#### TASK DIRECTIONS
Tally the lines in the material below that contain the word "before", treating uppercase and lowercase as different. How many are there? Give only the number.

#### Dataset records
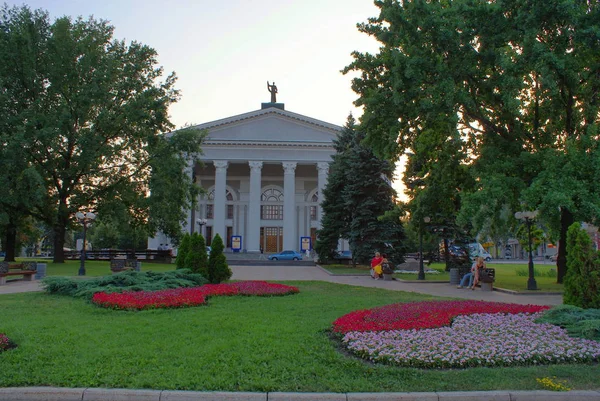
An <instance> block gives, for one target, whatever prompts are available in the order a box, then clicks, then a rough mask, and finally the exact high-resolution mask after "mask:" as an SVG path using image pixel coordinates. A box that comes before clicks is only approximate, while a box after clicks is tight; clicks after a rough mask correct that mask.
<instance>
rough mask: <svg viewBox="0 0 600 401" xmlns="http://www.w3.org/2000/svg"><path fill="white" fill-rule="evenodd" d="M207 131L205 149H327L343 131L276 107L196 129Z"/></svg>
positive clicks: (332, 125) (220, 120)
mask: <svg viewBox="0 0 600 401" xmlns="http://www.w3.org/2000/svg"><path fill="white" fill-rule="evenodd" d="M196 128H199V129H205V130H207V131H208V136H207V139H206V140H205V145H206V146H211V145H212V146H219V145H225V146H227V144H232V143H235V144H236V145H237V146H257V145H258V146H267V147H269V146H278V147H279V146H283V147H288V146H293V147H295V146H299V147H303V146H311V147H313V146H326V147H330V146H331V145H332V141H333V140H334V139H335V138H336V137H337V136H338V135H339V133H340V132H341V130H342V127H340V126H337V125H334V124H330V123H327V122H324V121H320V120H317V119H314V118H310V117H306V116H303V115H300V114H296V113H292V112H290V111H287V110H281V109H278V108H275V107H271V108H266V109H261V110H256V111H253V112H249V113H245V114H240V115H237V116H233V117H228V118H224V119H221V120H217V121H212V122H208V123H205V124H200V125H197V126H196Z"/></svg>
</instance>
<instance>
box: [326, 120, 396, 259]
mask: <svg viewBox="0 0 600 401" xmlns="http://www.w3.org/2000/svg"><path fill="white" fill-rule="evenodd" d="M364 139H365V135H364V134H363V133H361V132H360V131H357V129H356V126H355V121H354V118H353V117H352V116H349V117H348V121H347V123H346V126H345V127H344V130H343V132H342V134H341V135H340V137H339V138H338V139H337V140H336V141H334V147H335V149H336V152H337V153H336V154H335V155H334V156H333V162H332V163H331V174H330V176H329V179H328V183H327V186H326V188H325V190H324V198H325V199H324V201H323V203H322V208H323V219H322V229H321V230H319V233H318V234H319V237H318V240H317V245H316V249H317V253H319V258H320V259H325V258H327V257H330V255H332V254H333V252H335V250H336V249H337V242H338V239H339V238H343V239H347V240H348V242H349V244H350V249H351V250H352V253H353V262H360V263H365V262H367V261H368V260H369V259H370V258H371V257H372V256H373V254H374V253H375V252H376V251H379V252H382V253H384V252H385V253H390V254H393V258H392V262H393V263H400V262H401V261H402V254H403V249H402V245H401V244H402V241H403V239H404V231H403V228H402V225H401V223H400V221H399V211H396V209H397V206H396V205H395V204H394V202H393V196H394V195H395V191H394V189H393V188H392V186H391V178H392V176H393V171H394V165H393V164H392V163H389V162H388V161H386V160H382V159H380V158H378V157H377V156H376V155H375V154H374V153H373V151H372V150H371V149H370V148H369V147H368V146H367V145H365V143H364ZM386 213H387V215H388V217H387V218H384V217H383V216H384V215H386ZM390 215H394V218H390ZM390 256H392V255H390Z"/></svg>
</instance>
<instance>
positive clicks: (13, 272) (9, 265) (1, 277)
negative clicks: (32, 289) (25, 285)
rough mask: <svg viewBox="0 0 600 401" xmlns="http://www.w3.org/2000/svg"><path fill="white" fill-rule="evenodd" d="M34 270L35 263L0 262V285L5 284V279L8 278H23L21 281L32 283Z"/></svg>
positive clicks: (35, 267) (22, 262) (34, 268)
mask: <svg viewBox="0 0 600 401" xmlns="http://www.w3.org/2000/svg"><path fill="white" fill-rule="evenodd" d="M36 270H37V263H36V262H22V263H8V262H0V285H4V284H6V277H8V276H23V280H25V281H32V280H33V278H34V275H35V272H36Z"/></svg>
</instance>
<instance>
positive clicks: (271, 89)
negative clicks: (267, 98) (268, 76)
mask: <svg viewBox="0 0 600 401" xmlns="http://www.w3.org/2000/svg"><path fill="white" fill-rule="evenodd" d="M267 89H268V90H269V92H270V93H271V103H277V86H275V81H273V85H269V81H267Z"/></svg>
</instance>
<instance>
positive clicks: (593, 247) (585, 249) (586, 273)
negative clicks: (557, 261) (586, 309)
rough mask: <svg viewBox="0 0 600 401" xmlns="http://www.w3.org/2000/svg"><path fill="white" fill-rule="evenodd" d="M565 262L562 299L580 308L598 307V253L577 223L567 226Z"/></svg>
mask: <svg viewBox="0 0 600 401" xmlns="http://www.w3.org/2000/svg"><path fill="white" fill-rule="evenodd" d="M567 248H568V251H567V254H568V255H569V258H568V260H567V263H568V265H569V268H568V270H567V275H566V277H565V290H564V294H563V301H564V303H565V304H568V305H575V306H579V307H581V308H595V309H600V253H599V252H598V251H595V250H594V247H593V245H592V241H591V240H590V237H589V235H588V234H587V233H586V232H585V230H582V229H581V226H580V225H579V223H575V224H573V225H571V227H569V232H568V235H567Z"/></svg>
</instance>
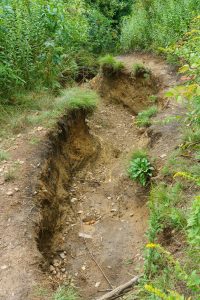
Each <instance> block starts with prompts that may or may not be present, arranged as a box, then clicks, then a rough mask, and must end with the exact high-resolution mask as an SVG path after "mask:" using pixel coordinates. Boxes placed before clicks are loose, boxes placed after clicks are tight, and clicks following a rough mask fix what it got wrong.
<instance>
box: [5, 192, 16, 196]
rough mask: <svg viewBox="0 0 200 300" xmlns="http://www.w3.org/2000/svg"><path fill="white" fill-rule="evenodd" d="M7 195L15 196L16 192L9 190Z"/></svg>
mask: <svg viewBox="0 0 200 300" xmlns="http://www.w3.org/2000/svg"><path fill="white" fill-rule="evenodd" d="M6 195H7V196H13V195H14V192H13V191H8V192H7V193H6Z"/></svg>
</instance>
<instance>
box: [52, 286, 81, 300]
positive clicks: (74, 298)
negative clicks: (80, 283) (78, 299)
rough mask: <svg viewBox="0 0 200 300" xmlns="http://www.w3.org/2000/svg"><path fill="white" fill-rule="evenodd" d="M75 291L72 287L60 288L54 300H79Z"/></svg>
mask: <svg viewBox="0 0 200 300" xmlns="http://www.w3.org/2000/svg"><path fill="white" fill-rule="evenodd" d="M78 299H79V297H78V295H77V293H76V292H75V290H74V289H73V288H70V287H60V288H58V290H57V291H56V293H55V294H54V296H53V298H52V300H78Z"/></svg>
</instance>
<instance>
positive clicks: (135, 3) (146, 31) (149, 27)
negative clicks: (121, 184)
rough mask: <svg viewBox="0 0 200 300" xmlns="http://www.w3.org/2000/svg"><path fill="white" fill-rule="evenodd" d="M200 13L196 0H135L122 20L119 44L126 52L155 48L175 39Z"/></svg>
mask: <svg viewBox="0 0 200 300" xmlns="http://www.w3.org/2000/svg"><path fill="white" fill-rule="evenodd" d="M199 12H200V2H199V1H197V0H188V1H185V0H177V1H174V0H169V1H161V0H152V1H148V0H137V1H135V2H134V4H133V9H132V14H131V15H130V16H129V17H127V18H126V19H125V20H124V21H123V26H122V34H121V45H122V48H123V49H124V50H126V51H130V50H138V49H147V50H150V49H153V50H154V51H157V50H158V47H167V46H170V45H171V44H173V43H175V42H177V41H178V40H179V39H180V38H181V37H182V36H183V34H184V33H185V32H187V30H188V27H189V25H190V22H191V19H192V18H193V17H194V16H195V15H197V14H198V13H199Z"/></svg>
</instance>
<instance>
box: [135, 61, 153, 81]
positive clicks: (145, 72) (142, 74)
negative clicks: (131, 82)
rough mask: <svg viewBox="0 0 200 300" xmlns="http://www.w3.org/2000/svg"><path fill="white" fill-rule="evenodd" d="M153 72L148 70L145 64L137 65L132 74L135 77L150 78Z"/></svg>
mask: <svg viewBox="0 0 200 300" xmlns="http://www.w3.org/2000/svg"><path fill="white" fill-rule="evenodd" d="M150 73H151V71H150V70H149V69H148V68H146V67H145V66H144V65H143V64H140V63H135V64H133V66H132V71H131V74H132V76H134V77H144V78H145V77H148V76H149V75H150Z"/></svg>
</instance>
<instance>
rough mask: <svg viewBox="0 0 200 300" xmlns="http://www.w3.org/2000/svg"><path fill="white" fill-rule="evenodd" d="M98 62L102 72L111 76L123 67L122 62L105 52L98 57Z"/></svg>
mask: <svg viewBox="0 0 200 300" xmlns="http://www.w3.org/2000/svg"><path fill="white" fill-rule="evenodd" d="M99 64H100V67H101V70H102V72H103V74H105V75H108V76H112V75H116V74H119V73H120V72H121V71H122V70H123V69H124V68H125V66H124V63H123V62H121V61H119V60H117V59H116V58H115V57H114V56H112V55H110V54H107V55H105V56H104V57H101V58H100V59H99Z"/></svg>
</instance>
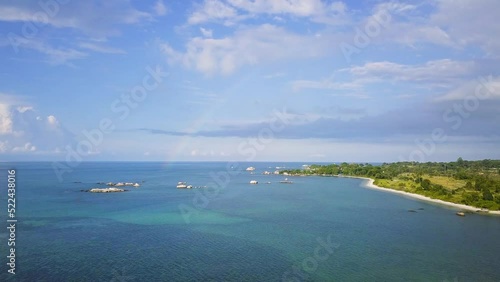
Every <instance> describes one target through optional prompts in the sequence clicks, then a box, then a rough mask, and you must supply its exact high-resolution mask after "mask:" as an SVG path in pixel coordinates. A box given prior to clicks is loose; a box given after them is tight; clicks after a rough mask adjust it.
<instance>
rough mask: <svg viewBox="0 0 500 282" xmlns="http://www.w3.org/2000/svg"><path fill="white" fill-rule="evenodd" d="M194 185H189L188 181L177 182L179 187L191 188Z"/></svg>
mask: <svg viewBox="0 0 500 282" xmlns="http://www.w3.org/2000/svg"><path fill="white" fill-rule="evenodd" d="M191 188H193V185H187V184H186V182H179V183H177V189H191Z"/></svg>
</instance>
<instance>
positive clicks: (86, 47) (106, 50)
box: [78, 42, 127, 54]
mask: <svg viewBox="0 0 500 282" xmlns="http://www.w3.org/2000/svg"><path fill="white" fill-rule="evenodd" d="M78 46H79V47H80V48H83V49H88V50H91V51H95V52H99V53H107V54H125V53H127V52H125V51H124V50H122V49H118V48H113V47H109V46H104V45H101V44H96V43H91V42H81V43H78Z"/></svg>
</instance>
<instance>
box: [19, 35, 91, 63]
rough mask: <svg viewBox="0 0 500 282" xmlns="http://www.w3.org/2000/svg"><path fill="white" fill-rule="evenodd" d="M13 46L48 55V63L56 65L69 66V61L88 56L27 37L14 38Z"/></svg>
mask: <svg viewBox="0 0 500 282" xmlns="http://www.w3.org/2000/svg"><path fill="white" fill-rule="evenodd" d="M11 40H12V41H11V42H12V44H13V45H14V46H15V47H16V49H18V48H19V47H21V48H25V49H31V50H35V51H38V52H40V53H42V54H45V55H47V57H48V60H47V62H48V63H50V64H54V65H59V64H67V63H68V62H69V61H72V60H77V59H82V58H84V57H86V56H87V53H85V52H82V51H79V50H76V49H73V48H60V47H58V48H54V47H52V46H51V45H50V44H47V43H44V42H43V41H42V40H38V39H28V38H26V37H18V36H16V37H12V38H11Z"/></svg>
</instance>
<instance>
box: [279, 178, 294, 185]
mask: <svg viewBox="0 0 500 282" xmlns="http://www.w3.org/2000/svg"><path fill="white" fill-rule="evenodd" d="M280 183H282V184H292V183H293V181H291V180H288V178H285V180H281V181H280Z"/></svg>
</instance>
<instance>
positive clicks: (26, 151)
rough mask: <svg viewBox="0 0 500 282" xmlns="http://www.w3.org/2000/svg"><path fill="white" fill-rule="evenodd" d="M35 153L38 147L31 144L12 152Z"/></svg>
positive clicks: (26, 143)
mask: <svg viewBox="0 0 500 282" xmlns="http://www.w3.org/2000/svg"><path fill="white" fill-rule="evenodd" d="M34 151H36V147H35V146H33V145H32V144H31V143H29V142H28V143H26V144H24V146H22V147H14V148H12V152H34Z"/></svg>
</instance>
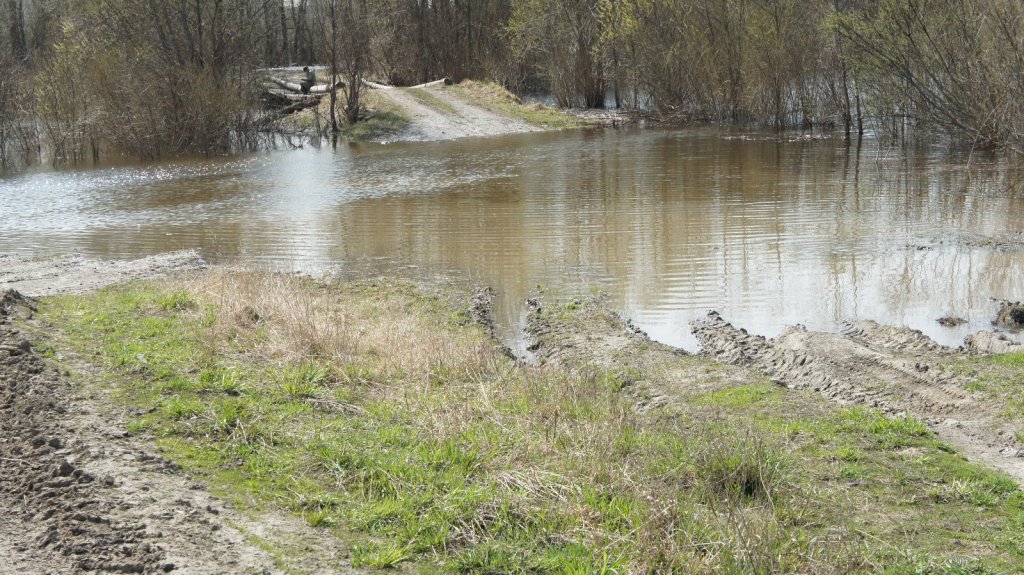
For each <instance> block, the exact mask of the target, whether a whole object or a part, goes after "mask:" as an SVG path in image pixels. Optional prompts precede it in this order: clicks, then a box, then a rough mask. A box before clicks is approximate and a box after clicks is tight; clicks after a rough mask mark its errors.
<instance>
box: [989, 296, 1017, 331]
mask: <svg viewBox="0 0 1024 575" xmlns="http://www.w3.org/2000/svg"><path fill="white" fill-rule="evenodd" d="M994 323H995V324H996V325H998V326H1000V327H1009V328H1011V329H1020V328H1021V327H1024V304H1021V303H1020V302H1002V305H1001V306H999V313H998V314H997V315H996V316H995V321H994Z"/></svg>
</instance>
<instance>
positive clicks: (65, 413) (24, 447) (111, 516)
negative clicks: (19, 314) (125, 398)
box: [0, 291, 174, 573]
mask: <svg viewBox="0 0 1024 575" xmlns="http://www.w3.org/2000/svg"><path fill="white" fill-rule="evenodd" d="M0 302H2V304H0V461H2V465H0V501H2V502H3V504H2V506H3V508H4V510H5V513H6V514H7V521H4V522H3V523H2V524H0V539H2V540H3V541H4V543H0V545H6V546H9V547H12V548H9V549H7V551H8V554H9V555H7V557H8V558H9V559H10V561H12V567H11V568H12V570H14V571H18V572H32V571H37V570H41V568H44V567H45V569H47V570H52V571H53V572H66V573H71V572H84V571H100V572H108V573H154V572H157V571H170V570H172V569H173V568H174V566H173V564H170V563H167V562H166V558H165V555H164V552H163V549H161V548H160V546H159V545H154V544H151V542H150V541H148V540H147V537H146V534H145V526H144V525H143V524H140V523H135V522H125V521H119V520H118V519H116V518H114V517H113V516H112V515H111V514H110V510H111V507H110V504H109V503H110V502H111V501H110V500H104V498H103V497H102V496H101V494H102V492H103V491H105V490H109V489H110V486H111V485H112V484H113V482H114V480H113V479H111V478H97V477H95V476H93V475H92V474H90V473H89V472H87V471H85V470H83V469H82V468H81V467H80V466H78V465H77V463H76V462H75V461H74V460H73V459H72V458H71V457H69V455H70V453H68V450H67V449H66V447H67V443H68V434H67V433H66V430H63V429H61V425H60V422H61V421H62V419H63V418H65V417H66V415H67V405H66V404H65V402H63V401H61V400H60V397H61V396H66V395H67V393H68V388H69V385H68V384H67V382H65V381H62V379H61V378H60V375H59V373H57V372H55V371H54V370H53V369H52V368H50V367H48V366H46V365H44V364H43V362H42V361H40V359H39V358H38V357H37V356H36V355H35V354H34V353H33V348H32V345H31V344H30V343H29V341H28V340H26V339H25V338H23V337H22V335H20V334H19V333H18V330H17V329H16V328H14V327H12V326H11V325H10V324H9V323H7V321H6V319H7V318H8V317H9V313H10V310H11V309H31V308H32V304H31V303H30V302H28V301H27V300H25V299H24V298H22V297H20V295H19V294H17V293H16V292H13V291H7V292H5V293H4V294H3V296H2V297H0ZM12 520H13V521H12ZM12 529H13V530H16V531H15V532H13V533H12V532H9V530H12ZM0 548H2V547H0ZM0 555H4V554H0ZM0 572H4V568H3V567H0Z"/></svg>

#### SOLVED EXERCISE
3